• [EXERCISE REQUIREMENTS]
Reproduce the rows from the line with "object | shrub row" through the end of the rows, including the requests, and shift every coordinate in the answers by adding -89 to it. Give only those lines.
_____
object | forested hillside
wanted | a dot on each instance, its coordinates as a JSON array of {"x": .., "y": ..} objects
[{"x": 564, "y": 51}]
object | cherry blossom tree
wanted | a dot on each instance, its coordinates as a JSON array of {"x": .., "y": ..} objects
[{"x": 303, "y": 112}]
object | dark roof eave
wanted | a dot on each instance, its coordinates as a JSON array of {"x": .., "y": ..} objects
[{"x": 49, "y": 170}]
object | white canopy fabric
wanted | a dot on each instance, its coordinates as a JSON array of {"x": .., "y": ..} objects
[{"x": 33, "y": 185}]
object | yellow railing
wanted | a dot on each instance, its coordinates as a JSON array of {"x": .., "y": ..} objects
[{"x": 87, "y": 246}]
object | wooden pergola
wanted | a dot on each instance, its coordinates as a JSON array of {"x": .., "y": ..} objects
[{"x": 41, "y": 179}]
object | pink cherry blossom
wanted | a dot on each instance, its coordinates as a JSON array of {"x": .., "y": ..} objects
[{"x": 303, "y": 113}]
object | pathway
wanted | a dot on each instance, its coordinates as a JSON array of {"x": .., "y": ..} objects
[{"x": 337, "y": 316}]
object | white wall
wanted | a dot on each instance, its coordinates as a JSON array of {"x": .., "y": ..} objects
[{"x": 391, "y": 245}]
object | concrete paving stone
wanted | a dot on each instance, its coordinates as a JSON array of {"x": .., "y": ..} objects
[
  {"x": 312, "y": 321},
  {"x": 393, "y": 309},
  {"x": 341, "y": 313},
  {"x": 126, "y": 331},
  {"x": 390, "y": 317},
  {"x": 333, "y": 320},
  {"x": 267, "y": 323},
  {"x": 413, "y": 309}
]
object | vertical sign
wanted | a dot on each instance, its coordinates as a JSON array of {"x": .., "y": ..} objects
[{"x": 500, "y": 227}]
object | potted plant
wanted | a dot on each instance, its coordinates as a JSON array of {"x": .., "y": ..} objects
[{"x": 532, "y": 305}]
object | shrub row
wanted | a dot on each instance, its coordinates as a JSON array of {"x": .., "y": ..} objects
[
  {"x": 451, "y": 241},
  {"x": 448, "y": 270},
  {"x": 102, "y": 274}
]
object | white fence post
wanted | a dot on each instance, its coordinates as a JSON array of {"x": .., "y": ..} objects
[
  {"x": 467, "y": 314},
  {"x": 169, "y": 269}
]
_____
• [SOLUTION]
object | shrub row
wanted | a dot on each instance, its coordinates as a JSON array of {"x": .., "y": ..} objects
[
  {"x": 362, "y": 152},
  {"x": 359, "y": 181},
  {"x": 13, "y": 185}
]
object | white fence post
wanted | a dot on each instance, its coordinates as a JSON array of {"x": .., "y": ..} objects
[
  {"x": 378, "y": 225},
  {"x": 80, "y": 180}
]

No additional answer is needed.